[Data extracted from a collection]

------------------------------------------------

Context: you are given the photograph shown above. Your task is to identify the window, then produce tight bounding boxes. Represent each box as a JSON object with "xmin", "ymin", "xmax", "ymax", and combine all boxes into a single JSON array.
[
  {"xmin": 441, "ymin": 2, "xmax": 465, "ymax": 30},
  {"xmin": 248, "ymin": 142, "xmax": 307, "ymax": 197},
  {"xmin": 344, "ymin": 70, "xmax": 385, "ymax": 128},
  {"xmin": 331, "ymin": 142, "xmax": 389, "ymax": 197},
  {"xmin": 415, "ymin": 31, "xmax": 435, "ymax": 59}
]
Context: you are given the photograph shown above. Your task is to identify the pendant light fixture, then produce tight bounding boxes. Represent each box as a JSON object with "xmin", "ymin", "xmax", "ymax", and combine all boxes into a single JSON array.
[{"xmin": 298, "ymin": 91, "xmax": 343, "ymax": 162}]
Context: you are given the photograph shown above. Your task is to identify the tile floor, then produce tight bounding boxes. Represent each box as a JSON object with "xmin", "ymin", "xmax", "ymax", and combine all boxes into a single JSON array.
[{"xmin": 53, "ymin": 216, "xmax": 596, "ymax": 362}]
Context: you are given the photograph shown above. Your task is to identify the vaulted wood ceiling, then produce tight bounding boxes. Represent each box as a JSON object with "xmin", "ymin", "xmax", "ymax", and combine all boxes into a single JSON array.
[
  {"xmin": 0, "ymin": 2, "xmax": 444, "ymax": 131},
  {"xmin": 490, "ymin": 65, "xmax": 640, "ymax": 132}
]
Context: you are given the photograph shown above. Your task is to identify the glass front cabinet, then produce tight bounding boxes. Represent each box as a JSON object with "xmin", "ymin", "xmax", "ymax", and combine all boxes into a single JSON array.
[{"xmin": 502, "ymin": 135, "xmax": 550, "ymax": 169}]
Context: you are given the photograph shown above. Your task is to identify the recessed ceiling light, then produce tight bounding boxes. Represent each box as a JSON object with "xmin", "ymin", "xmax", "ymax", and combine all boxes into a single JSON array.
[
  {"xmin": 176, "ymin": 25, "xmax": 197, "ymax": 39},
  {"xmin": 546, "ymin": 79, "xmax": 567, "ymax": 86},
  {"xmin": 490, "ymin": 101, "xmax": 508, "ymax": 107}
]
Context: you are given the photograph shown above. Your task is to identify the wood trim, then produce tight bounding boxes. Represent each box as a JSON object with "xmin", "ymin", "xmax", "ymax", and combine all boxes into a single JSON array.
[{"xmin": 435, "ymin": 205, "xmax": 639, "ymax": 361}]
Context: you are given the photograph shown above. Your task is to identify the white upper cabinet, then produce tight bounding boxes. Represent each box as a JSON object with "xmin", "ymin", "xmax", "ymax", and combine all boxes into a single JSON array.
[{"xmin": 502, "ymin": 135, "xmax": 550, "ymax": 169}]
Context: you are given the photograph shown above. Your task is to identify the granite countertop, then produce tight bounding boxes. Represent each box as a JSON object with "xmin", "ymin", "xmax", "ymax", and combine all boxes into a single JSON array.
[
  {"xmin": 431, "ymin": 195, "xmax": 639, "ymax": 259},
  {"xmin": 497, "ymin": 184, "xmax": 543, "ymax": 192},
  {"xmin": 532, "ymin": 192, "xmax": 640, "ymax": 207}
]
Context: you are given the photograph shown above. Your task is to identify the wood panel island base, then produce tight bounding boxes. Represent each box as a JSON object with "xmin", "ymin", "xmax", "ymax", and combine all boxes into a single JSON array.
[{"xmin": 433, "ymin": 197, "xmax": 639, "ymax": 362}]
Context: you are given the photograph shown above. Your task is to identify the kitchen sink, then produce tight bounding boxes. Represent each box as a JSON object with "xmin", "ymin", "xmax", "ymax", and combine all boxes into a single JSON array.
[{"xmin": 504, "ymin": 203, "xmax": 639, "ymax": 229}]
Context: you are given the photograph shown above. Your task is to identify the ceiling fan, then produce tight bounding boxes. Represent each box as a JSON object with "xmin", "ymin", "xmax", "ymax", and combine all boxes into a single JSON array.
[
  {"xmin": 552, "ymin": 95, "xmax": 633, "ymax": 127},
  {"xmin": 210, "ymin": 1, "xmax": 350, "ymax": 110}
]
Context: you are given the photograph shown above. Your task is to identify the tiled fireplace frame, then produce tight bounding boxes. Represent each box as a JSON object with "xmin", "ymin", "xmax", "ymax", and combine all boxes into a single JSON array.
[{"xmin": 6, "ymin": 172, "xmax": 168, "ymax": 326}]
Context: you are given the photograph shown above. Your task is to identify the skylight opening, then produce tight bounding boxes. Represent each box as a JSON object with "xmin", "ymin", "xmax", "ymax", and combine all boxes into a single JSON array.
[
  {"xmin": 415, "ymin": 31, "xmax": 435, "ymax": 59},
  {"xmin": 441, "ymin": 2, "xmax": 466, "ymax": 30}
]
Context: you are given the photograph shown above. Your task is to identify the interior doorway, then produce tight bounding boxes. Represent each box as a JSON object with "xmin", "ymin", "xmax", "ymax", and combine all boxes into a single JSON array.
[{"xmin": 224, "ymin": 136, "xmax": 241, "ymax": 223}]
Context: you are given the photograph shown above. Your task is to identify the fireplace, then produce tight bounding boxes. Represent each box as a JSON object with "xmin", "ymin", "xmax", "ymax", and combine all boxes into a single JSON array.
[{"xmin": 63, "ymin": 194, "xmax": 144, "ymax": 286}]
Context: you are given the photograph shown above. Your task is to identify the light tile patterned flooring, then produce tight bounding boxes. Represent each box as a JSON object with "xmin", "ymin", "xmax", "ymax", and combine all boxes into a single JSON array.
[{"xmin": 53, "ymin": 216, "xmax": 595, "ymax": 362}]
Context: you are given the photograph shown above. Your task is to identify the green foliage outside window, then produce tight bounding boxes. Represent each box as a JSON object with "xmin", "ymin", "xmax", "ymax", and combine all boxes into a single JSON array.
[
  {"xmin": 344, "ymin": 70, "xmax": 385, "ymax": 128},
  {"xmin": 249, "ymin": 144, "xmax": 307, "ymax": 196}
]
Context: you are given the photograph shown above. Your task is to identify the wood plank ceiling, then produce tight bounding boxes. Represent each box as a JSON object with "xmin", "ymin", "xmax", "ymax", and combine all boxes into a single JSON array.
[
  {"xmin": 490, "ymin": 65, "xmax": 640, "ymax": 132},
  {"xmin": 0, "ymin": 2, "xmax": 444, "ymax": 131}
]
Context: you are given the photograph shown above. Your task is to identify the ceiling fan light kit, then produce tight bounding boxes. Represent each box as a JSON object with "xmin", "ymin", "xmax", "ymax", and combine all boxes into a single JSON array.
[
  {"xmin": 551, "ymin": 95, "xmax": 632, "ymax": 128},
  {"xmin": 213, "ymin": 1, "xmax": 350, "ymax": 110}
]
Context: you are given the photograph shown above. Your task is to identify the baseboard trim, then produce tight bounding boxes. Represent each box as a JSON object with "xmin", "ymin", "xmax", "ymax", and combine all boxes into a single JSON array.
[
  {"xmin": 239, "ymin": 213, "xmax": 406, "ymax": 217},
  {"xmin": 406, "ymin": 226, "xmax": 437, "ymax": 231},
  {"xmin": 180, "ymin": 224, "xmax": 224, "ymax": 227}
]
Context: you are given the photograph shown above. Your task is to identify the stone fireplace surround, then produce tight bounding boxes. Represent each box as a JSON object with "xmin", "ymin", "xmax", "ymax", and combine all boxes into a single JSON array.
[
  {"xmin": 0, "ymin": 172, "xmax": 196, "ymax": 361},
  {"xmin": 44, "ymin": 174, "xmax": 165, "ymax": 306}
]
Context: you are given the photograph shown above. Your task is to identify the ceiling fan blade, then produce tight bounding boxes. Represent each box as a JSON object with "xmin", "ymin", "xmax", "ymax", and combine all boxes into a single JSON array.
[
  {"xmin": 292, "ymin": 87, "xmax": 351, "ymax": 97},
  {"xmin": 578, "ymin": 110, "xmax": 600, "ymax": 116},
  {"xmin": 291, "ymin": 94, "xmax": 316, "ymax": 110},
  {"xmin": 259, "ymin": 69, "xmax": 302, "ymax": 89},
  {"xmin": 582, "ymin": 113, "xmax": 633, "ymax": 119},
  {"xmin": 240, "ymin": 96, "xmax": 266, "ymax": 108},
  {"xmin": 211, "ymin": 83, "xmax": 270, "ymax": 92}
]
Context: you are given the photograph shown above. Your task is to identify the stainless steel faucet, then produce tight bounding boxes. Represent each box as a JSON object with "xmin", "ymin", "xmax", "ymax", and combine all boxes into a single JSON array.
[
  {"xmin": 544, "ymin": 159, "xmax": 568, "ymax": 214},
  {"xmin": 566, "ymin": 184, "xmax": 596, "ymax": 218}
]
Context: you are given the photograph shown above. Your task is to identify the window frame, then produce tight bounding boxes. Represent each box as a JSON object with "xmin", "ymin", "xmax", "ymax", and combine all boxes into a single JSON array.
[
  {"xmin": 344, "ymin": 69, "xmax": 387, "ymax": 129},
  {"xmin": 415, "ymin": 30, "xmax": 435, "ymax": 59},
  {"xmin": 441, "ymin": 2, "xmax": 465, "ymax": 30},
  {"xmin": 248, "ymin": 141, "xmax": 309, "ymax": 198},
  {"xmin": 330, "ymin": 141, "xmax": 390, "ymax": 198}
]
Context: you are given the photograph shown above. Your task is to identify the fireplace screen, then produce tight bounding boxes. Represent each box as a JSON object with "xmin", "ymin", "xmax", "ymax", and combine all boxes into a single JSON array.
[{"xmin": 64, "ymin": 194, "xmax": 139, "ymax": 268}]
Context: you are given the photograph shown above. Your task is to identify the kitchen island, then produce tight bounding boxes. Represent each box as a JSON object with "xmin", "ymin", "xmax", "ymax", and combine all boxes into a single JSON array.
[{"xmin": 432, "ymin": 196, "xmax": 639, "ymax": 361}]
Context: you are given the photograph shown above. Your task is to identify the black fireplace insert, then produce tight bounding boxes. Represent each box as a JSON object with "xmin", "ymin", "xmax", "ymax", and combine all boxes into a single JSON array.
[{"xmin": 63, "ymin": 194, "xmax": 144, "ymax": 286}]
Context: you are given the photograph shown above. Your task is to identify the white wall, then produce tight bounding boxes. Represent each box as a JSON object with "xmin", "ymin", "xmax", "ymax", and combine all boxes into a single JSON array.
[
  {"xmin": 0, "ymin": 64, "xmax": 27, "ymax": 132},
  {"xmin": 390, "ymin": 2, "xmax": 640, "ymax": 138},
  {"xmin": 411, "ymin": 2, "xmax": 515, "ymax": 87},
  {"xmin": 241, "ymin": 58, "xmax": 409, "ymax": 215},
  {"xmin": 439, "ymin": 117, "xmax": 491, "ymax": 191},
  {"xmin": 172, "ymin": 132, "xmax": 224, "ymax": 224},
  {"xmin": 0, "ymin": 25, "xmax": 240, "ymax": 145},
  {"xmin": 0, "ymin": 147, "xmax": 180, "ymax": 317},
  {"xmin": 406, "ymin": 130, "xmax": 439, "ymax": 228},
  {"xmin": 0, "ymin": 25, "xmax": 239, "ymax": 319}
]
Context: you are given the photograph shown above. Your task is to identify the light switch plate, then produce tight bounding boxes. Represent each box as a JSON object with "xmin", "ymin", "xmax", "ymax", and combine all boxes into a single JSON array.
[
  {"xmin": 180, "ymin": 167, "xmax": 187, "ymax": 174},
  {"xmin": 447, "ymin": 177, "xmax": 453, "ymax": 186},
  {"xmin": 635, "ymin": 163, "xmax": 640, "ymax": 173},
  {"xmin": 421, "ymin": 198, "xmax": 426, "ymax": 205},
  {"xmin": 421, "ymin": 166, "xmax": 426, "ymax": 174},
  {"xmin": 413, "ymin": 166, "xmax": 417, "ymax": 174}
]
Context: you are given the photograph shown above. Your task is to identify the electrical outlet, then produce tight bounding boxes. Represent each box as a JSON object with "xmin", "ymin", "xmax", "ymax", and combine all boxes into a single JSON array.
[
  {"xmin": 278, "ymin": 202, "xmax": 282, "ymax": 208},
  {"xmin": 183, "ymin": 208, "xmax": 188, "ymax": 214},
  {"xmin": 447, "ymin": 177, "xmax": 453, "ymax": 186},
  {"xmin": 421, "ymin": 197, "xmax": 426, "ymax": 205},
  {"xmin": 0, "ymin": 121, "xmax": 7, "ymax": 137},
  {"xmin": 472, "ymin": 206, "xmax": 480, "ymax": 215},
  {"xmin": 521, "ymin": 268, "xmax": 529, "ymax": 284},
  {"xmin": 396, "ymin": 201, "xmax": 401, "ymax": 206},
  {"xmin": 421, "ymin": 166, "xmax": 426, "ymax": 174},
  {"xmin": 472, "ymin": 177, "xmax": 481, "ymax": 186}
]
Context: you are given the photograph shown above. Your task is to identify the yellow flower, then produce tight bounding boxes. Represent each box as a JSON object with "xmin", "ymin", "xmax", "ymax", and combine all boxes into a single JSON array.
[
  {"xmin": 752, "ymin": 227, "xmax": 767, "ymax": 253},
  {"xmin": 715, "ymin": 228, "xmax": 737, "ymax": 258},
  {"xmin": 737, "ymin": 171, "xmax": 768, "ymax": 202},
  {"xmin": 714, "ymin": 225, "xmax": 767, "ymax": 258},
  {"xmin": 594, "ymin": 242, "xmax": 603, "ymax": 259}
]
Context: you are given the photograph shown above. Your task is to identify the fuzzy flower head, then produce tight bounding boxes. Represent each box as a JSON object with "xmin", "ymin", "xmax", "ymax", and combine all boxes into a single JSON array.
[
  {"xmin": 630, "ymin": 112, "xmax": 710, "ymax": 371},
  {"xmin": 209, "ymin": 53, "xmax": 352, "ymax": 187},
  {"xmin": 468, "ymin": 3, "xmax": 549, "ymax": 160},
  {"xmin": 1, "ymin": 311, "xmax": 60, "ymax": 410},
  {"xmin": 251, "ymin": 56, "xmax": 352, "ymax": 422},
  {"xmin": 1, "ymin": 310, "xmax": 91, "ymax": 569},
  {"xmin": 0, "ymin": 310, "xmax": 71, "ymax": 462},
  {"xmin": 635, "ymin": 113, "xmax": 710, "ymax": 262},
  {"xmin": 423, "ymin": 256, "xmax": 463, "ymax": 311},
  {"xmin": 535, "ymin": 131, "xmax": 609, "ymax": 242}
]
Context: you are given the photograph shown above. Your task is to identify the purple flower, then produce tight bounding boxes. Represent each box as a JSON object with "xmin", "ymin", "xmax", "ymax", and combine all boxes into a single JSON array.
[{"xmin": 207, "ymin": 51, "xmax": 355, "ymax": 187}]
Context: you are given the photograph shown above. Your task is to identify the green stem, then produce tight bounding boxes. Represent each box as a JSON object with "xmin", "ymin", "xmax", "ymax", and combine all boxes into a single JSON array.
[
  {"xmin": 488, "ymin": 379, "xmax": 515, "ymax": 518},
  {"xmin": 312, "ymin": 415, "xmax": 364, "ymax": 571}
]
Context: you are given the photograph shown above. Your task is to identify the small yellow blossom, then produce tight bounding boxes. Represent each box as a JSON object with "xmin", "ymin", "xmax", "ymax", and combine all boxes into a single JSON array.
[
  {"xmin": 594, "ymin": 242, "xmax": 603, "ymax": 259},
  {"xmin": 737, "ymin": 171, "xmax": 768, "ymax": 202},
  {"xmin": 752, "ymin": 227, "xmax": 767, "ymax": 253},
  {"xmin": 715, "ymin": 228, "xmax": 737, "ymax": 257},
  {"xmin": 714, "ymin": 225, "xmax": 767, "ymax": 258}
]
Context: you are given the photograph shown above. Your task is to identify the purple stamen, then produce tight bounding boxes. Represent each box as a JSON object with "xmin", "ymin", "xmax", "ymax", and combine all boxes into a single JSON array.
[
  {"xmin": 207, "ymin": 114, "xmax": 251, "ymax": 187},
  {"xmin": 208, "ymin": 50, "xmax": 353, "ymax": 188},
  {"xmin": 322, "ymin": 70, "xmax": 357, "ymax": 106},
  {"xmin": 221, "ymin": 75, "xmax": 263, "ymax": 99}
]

------------------------------------------------

# Exercise aim
Extract every line from the one containing "identify the small" to the end of the entries, including both of those lines, exactly as given and with nothing added.

# Exercise answer
Context: you are given the photograph shown above. Your task is to identify the small yellow blossom, then produce tight bounding boxes. Represent each box as a JSON object with "xmin", "ymin", "xmax", "ymax", and combine all boxes into a single JSON array.
[
  {"xmin": 594, "ymin": 242, "xmax": 603, "ymax": 259},
  {"xmin": 737, "ymin": 171, "xmax": 768, "ymax": 202},
  {"xmin": 752, "ymin": 227, "xmax": 767, "ymax": 253},
  {"xmin": 715, "ymin": 228, "xmax": 737, "ymax": 257},
  {"xmin": 714, "ymin": 225, "xmax": 767, "ymax": 258}
]
Context: you are given the photograph shown above. Your task is to identify the purple stamen, then produce tight bounding boxes. Represent each box as a JSON object with "xmin", "ymin", "xmax", "ymax", and combine all boxes into a single JSON array.
[
  {"xmin": 207, "ymin": 114, "xmax": 251, "ymax": 187},
  {"xmin": 208, "ymin": 50, "xmax": 353, "ymax": 188},
  {"xmin": 322, "ymin": 70, "xmax": 357, "ymax": 106},
  {"xmin": 221, "ymin": 75, "xmax": 263, "ymax": 99}
]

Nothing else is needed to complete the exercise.